Problem description:
The required result is the exact run of lines beginning at the one containing "Objective — a point for each instance of the wooden" and ending at the last line of the entries.

═══

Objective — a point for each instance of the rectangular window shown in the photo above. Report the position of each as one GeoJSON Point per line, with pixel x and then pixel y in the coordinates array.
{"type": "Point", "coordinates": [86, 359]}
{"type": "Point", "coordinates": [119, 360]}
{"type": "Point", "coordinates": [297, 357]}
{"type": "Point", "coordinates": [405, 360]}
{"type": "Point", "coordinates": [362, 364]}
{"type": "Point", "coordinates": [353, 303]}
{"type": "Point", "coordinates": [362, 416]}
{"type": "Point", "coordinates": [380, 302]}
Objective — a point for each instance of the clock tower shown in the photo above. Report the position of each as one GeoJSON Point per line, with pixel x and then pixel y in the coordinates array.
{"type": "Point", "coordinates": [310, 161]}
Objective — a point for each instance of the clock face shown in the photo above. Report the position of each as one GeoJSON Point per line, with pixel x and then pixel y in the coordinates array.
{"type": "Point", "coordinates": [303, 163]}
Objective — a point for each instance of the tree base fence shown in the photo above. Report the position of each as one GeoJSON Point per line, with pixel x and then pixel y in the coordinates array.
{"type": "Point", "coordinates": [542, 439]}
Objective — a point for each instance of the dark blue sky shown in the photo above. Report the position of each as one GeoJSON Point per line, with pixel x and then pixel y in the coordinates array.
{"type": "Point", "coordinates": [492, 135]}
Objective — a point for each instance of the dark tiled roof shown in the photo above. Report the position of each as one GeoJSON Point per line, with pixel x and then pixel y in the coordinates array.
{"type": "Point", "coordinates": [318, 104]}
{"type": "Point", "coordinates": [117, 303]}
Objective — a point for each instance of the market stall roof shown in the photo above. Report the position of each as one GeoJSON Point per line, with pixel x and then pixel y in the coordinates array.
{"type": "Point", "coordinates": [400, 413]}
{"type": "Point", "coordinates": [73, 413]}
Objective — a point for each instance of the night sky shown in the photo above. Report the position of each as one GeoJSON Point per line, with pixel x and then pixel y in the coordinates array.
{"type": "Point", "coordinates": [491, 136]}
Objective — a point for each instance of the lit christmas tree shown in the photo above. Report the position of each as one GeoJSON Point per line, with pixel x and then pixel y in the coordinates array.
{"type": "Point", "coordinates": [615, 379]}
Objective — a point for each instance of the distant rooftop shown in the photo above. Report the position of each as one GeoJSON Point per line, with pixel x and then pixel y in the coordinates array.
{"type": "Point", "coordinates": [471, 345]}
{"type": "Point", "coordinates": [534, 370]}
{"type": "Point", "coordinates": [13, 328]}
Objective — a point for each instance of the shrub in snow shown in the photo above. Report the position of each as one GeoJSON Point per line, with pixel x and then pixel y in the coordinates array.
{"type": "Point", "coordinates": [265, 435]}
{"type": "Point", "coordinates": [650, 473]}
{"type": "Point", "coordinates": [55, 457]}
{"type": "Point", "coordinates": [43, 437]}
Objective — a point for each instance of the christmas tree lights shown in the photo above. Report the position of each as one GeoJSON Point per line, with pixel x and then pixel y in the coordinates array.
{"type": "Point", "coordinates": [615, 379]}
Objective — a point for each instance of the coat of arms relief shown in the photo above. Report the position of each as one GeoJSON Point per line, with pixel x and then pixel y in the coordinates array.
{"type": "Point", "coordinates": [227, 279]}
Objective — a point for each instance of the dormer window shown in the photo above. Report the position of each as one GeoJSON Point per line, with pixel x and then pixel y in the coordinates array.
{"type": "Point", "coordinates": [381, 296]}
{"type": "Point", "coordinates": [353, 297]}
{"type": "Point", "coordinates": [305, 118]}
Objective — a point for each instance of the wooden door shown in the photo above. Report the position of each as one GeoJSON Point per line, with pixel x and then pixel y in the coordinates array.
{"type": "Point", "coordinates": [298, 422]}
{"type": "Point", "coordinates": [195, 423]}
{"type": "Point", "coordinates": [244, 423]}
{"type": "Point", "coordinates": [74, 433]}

═══

Problem solution:
Objective — a point for each instance of the wooden door shown in the photo above. Report the position of each as one GeoJSON Point per line, with pixel x and then pixel y in the coordinates array.
{"type": "Point", "coordinates": [298, 422]}
{"type": "Point", "coordinates": [195, 423]}
{"type": "Point", "coordinates": [244, 423]}
{"type": "Point", "coordinates": [74, 433]}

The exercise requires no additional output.